### Brief
Without altering a single word, repeat the records that follow.

### Provided entries
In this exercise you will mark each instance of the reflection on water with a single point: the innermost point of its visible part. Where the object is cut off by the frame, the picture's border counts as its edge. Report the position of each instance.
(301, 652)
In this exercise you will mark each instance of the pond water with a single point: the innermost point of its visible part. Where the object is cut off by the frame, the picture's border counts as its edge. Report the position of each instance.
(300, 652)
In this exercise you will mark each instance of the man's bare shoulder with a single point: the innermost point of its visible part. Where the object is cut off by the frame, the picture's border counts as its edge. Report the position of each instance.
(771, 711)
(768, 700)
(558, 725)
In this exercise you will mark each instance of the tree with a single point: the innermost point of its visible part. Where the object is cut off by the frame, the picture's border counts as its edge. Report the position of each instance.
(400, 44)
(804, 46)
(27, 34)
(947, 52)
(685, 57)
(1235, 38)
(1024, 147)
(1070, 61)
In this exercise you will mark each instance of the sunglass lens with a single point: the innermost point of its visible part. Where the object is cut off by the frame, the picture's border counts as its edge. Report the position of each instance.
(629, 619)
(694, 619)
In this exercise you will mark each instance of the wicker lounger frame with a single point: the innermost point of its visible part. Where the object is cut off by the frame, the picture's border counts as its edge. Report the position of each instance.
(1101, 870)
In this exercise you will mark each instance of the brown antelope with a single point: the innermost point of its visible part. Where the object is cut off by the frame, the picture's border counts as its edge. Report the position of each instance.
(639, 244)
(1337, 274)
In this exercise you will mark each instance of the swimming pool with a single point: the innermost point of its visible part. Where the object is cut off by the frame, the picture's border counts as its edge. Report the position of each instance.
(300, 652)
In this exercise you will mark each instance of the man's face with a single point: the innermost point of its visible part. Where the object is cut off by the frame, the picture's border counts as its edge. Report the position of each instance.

### Exercise answer
In this exercise you will mark each instance of the reflection on water with a single point: the innermost point of its visible part. Where the object is cut off by the frame, the picture's border counts as its edge. Report the position of each instance.
(301, 652)
In this exercise you will mark each instance of the pond water with a single point: the innermost point of its visible part. Where the object is cut off by the frame, the picture's border counts as its edge. Report the position of each instance.
(300, 652)
In this exercise you will mark each instance of the man's bare shoulder with a single point: the innermost point of its visible part. Where the object is cut off by the frame, the picture's border counts as its edge. Report the position of each instance.
(771, 711)
(768, 700)
(558, 725)
In this exercise you will mark each instance of the tree with a single point: the innermost point of its visible part. Where the object is cut off by the frame, the picture's border counts as its edge. Report the position of each instance.
(400, 44)
(804, 46)
(27, 34)
(947, 52)
(685, 57)
(1235, 38)
(1024, 147)
(1070, 61)
In this exercise you will mark each instance of the sunglass lens with a single point: the innermost point of its visible part. Where the object is cut off by the frame, the picture's border counts as its edge. Report the position of each instance.
(629, 619)
(694, 619)
In this exercise you will mark each instance of the wicker lounger frame with a single point: the innermost point of its visible part. Where the object is cut off by the frame, the picture's border counts as its edge. Report the position of each instance.
(1101, 870)
In this exercise you will mark each instance of the brown antelope with a single point: the innermost point of its visible part. Where the object is cut off by the frame, the picture's border counts as its edge. Report the position of each instance.
(639, 244)
(1337, 274)
In this exercise you will mark each instance of the swimming pool with a single point: the innermost point of its visible part. Where the object is cut off by the frame, the picture's border counts as its edge. Report the position of each instance.
(300, 652)
In this exercise you will mark each instance of the man's face with a single point: the innermost point of its visible part. Where the object is cut off by the frame, the picture's border counts as its edge. Report the position of each instance.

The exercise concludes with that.